**What you need to do**:
**A)** In two sentences, summarize the forum thread about SpellGen.
**B)** Repeat word for word the stretch of the SpellGen thread that begins at the words "I was quite" and stops after "rules quite easily.".

**Passage provided**:
▬▬▬
# Wow, SpellGen is Great



## EPRock (Apr 15, 2005)

http://d20spellbook.home.comcast.net/

I was quite tired of manually updating and working on a way to convert the sheet so it could print in either landscape or portrait mode, and was starting to write an application which would allow easier modification to the data and allow others to add their own.

The program listed above works almost exactly as I envisioned it, and uses XML for easy portability.

It took a little work, but found that you can add Spells, And House rules quite easily.

I think that i am just gonna stop updating my spell sheet and update some of the data tables.


----------



## silvermane (Apr 16, 2005)

EPRock said:
			
		

> http://d20spellbook.home.comcast.net/




It would be even better if the installer didn't take 9 MB. That's a little too much for me to download, supposing there are regular updates.

silvermane


----------



## Wonko the Sane (Apr 16, 2005)

I've been using SpellGen for awhile, and I have to say that 9 MB @ 56k over a week is well worth it.

There's a few errors in the data files, but they are fairly easy to fix (if I can, anyone can).


----------



## Astalanya (Apr 19, 2005)

I've taken a look at SpellGen and this is precisely what I've needed as a resource. Thanks!


----------



## EPRock (Apr 19, 2005)

There may be a few issues with the spells in spellgen, but there are a few groups out there which have been working on adding additional datasets, and datasets are easy to install. If you can right click on a link and go save as you can save a dataset.

Look on the site as it has a link to the Message Boards.


----------



## Wonko the Sane (Apr 19, 2005)

A word of warning though:  some of the spell effects in the output have errors, fortunately they are relatively easy to fix in the editor that comes with it.


----------



## Brain (Apr 19, 2005)

Yeah, I noticed that with Melf's Acid Arrow.


----------



## Erywin (Apr 24, 2005)

Has anybody found anything like this for feats?  I am kinda getting tired of looking at 10+ books for feats to make up NPCs and characters.  Thanks in advance.

-E


----------



## Wonko the Sane (Apr 24, 2005)

Well, there's this:


----------



## RObiN-HoOD (Apr 24, 2005)

Whatever the case, it is indeed one of the best programs out there. If we could have it updated every now and then it would be excellent!


----------



## silvermane (Apr 24, 2005)

Wonko the Sane: in case you don't know, the above file was produced by one of the leads of the RPG pirate scene. Just wanted to point a little irony of fate...


----------



## Wonko the Sane (Apr 25, 2005)




----------



## JimAde (Apr 25, 2005)

silvermane said:
			
		

> Wonko the Sane: in case you don't know, the above file was produced by one of the leads of the RPG pirate scene. Just wanted to point a little irony of fate...



 Really?  Who, specifically, are you referring to?  I'm not aware of any of these people having that reputation, but I don't know them all.


----------



## silvermane (Apr 25, 2005)

Well, his e-mail is on the front page of the sheet (and contains the nick he uses on IRC).

Actually I don't know how much a "lead" he is. All I know is that he runs a fairly big IRC server of you-know-what.

If not for the fact that he's my compatriot, I probably wouldn't have bothered to mention him...
▬▬▬
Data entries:
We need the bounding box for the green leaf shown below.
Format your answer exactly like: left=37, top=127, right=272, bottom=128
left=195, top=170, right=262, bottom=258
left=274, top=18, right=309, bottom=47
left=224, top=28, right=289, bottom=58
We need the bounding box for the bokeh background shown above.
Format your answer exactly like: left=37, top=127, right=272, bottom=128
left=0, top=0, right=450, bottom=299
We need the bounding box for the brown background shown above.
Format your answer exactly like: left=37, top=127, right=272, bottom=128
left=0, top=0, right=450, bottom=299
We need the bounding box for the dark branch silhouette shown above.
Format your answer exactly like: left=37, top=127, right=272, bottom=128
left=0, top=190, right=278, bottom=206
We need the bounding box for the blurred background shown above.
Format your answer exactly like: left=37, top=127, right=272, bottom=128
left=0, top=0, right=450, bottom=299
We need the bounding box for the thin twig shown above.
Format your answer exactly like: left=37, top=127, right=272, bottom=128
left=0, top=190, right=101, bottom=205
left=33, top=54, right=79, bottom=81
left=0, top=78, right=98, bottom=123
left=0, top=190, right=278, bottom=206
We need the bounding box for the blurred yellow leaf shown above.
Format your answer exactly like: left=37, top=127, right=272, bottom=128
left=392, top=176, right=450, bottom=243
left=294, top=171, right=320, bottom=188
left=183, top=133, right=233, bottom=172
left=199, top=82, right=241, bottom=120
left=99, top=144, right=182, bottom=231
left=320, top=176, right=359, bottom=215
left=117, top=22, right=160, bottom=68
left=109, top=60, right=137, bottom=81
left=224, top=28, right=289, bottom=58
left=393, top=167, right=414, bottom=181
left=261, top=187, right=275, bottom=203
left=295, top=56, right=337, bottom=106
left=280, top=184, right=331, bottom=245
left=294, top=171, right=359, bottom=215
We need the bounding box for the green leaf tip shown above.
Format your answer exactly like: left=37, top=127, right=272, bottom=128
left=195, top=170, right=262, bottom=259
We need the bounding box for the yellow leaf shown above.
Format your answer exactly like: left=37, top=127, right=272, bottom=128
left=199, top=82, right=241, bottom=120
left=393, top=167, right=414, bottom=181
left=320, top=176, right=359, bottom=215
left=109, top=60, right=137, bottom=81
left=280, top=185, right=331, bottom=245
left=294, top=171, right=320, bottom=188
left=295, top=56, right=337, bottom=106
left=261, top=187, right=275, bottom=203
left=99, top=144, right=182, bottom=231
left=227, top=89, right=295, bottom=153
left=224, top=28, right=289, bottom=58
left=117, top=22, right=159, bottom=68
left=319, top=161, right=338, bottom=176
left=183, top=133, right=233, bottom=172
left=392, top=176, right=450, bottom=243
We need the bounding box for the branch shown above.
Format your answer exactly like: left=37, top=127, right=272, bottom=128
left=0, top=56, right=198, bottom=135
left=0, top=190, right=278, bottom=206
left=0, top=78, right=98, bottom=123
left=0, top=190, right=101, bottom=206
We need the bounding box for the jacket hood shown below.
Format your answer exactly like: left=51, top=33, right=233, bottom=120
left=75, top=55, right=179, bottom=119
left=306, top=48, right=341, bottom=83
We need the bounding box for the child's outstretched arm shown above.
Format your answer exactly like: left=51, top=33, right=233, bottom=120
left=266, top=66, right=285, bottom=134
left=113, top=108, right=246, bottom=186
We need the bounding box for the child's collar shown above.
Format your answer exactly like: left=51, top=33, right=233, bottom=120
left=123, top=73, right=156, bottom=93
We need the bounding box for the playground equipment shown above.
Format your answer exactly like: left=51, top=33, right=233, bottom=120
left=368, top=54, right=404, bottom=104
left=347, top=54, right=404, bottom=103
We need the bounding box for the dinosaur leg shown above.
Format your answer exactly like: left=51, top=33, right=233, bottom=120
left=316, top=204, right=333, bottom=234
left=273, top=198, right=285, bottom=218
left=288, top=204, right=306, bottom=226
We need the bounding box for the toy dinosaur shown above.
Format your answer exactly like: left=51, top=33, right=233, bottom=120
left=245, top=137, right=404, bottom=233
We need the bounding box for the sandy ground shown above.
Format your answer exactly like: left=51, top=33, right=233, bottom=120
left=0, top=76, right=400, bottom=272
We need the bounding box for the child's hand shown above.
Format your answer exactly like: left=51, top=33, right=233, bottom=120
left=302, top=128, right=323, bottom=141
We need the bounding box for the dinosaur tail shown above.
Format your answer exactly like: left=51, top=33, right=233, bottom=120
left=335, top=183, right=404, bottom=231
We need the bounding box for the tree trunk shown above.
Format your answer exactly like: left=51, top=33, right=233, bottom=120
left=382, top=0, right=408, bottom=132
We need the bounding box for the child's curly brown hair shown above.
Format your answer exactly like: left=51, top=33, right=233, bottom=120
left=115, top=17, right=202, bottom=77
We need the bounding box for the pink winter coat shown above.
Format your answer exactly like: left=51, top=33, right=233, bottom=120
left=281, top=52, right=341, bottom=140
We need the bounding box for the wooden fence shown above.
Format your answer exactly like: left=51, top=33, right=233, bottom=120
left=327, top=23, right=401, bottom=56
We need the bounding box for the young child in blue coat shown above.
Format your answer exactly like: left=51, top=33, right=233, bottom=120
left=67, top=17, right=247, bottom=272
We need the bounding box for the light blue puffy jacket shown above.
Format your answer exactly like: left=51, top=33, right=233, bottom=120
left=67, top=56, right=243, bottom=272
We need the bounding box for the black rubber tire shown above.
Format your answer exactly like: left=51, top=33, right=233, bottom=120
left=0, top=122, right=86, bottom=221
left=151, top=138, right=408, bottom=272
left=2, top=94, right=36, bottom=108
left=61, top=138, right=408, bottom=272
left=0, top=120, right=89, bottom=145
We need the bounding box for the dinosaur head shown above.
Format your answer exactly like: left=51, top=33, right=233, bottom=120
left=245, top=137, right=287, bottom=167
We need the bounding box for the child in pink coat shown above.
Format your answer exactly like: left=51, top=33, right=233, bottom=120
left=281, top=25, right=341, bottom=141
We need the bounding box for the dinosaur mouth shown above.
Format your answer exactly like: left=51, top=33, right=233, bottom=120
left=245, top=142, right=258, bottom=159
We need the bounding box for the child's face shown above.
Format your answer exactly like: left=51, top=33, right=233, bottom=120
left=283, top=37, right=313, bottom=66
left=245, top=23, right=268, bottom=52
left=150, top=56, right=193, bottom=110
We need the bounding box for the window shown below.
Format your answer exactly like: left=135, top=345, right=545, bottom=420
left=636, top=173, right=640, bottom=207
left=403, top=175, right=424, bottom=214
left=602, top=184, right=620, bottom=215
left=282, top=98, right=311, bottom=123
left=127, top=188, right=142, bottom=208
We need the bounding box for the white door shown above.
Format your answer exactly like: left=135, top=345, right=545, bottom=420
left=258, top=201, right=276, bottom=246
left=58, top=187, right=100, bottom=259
▬▬▬
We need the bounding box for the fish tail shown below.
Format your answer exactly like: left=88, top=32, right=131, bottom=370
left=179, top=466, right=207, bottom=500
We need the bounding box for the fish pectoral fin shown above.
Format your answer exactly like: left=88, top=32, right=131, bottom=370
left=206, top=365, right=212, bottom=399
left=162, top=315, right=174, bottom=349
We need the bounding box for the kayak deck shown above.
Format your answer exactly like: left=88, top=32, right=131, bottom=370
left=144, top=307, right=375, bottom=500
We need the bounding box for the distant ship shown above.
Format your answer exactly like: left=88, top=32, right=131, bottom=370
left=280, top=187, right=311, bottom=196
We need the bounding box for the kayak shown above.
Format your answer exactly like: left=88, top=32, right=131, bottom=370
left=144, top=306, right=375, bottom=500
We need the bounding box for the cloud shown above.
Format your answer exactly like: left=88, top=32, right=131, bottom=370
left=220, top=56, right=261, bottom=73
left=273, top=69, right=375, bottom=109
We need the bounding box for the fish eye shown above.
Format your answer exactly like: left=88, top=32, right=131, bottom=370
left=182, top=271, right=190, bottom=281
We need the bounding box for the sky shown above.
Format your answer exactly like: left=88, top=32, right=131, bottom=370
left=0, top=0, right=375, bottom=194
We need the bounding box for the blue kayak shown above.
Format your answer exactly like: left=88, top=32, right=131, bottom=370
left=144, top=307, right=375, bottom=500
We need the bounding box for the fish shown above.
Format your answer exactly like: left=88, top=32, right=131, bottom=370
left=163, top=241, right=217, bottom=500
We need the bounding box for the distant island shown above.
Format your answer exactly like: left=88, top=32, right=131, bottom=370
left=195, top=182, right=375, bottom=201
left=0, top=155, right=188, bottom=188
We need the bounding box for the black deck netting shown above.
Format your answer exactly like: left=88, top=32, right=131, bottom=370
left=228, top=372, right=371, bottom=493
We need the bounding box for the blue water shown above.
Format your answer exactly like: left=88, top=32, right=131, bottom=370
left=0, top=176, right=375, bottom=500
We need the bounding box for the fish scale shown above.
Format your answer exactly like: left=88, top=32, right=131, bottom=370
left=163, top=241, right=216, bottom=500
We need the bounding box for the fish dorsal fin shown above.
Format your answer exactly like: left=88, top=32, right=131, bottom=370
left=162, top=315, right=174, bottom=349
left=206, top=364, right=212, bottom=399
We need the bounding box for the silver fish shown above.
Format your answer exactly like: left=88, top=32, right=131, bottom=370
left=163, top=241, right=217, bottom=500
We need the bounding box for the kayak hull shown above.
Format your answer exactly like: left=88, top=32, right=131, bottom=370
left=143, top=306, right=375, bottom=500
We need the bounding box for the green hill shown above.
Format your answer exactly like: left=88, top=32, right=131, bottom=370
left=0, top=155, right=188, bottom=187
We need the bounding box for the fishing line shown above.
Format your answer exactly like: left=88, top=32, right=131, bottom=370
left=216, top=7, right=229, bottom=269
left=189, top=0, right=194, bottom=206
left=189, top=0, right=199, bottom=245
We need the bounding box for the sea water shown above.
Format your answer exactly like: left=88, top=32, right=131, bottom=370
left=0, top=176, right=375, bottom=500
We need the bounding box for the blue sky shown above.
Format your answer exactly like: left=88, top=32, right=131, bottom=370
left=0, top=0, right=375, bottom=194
▬▬▬
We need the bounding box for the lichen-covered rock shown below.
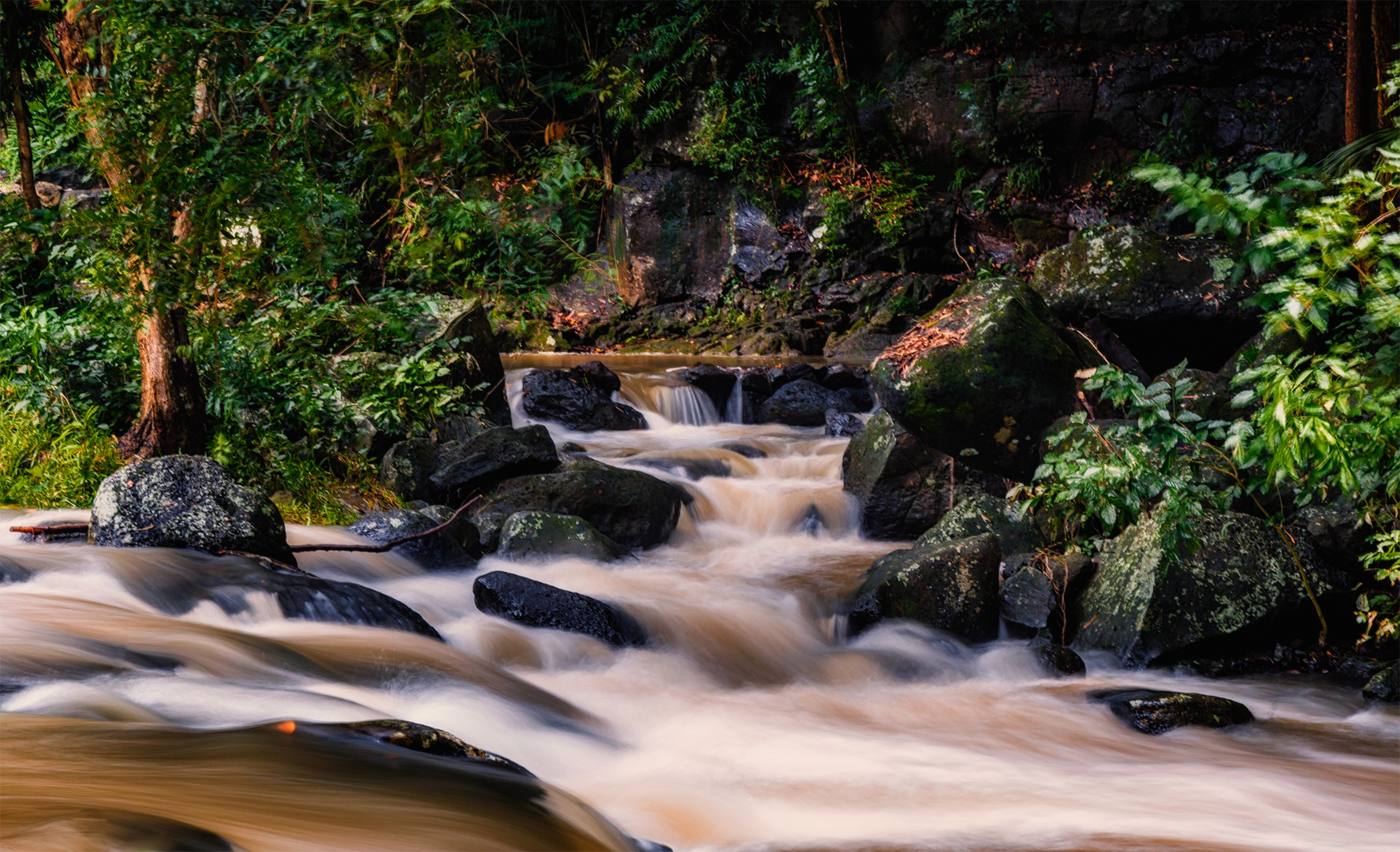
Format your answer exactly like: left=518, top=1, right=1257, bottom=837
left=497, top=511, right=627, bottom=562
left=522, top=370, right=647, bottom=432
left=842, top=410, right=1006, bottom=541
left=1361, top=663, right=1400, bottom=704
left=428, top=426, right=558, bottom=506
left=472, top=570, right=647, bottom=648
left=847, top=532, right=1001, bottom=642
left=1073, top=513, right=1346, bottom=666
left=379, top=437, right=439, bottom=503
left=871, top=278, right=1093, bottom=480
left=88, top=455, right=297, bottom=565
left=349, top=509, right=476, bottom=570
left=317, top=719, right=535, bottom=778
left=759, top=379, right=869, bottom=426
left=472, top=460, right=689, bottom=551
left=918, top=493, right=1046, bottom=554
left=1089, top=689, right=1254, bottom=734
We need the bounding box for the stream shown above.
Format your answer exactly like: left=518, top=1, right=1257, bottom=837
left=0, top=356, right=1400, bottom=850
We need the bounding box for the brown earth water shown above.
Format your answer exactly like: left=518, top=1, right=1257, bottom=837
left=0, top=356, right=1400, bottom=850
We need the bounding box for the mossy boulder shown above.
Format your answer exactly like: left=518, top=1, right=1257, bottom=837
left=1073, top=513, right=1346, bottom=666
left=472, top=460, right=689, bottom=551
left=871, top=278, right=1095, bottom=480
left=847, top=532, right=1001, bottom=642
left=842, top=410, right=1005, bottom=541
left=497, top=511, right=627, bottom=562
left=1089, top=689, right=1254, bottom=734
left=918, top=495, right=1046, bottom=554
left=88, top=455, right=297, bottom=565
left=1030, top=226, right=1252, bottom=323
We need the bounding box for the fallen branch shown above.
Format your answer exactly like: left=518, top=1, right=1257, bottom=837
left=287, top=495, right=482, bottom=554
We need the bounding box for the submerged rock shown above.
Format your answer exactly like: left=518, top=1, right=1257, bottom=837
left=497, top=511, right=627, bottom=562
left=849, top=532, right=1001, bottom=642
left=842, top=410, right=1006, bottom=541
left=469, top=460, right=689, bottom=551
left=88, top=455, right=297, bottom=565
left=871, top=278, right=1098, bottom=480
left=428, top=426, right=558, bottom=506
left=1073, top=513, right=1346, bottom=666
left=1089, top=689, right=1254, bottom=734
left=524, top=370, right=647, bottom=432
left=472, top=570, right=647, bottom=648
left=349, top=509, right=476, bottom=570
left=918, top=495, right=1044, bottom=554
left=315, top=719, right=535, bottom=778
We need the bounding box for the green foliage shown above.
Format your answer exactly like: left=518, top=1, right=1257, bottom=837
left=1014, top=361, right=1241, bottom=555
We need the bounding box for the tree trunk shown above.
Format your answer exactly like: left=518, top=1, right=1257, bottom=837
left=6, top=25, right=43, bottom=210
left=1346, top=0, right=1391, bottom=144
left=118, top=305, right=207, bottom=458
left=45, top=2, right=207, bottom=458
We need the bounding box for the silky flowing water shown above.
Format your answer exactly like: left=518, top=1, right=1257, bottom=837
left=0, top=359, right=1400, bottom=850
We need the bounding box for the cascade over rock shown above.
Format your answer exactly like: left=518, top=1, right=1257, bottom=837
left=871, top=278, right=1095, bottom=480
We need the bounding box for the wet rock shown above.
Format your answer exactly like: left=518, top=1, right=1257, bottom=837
▬▬▬
**Responses for each task**:
**A)** Forum posters discuss SpellGen, a program that uses XML and lets users add spells and house rules, though one poster finds its 9 MB installer too large to download if there are regular updates. Others praise it while warning that some spell data and effects contain errors that are fairly easy to fix in the included editor.

**B)**
I was quite tired of manually updating and working on a way to convert the sheet so it could print in either landscape or portrait mode, and was starting to write an application which would allow easier modification to the data and allow others to add their own.

The program listed above works almost exactly as I envisioned it, and uses XML for easy portability.

It took a little work, but found that you can add Spells, And House rules quite easily.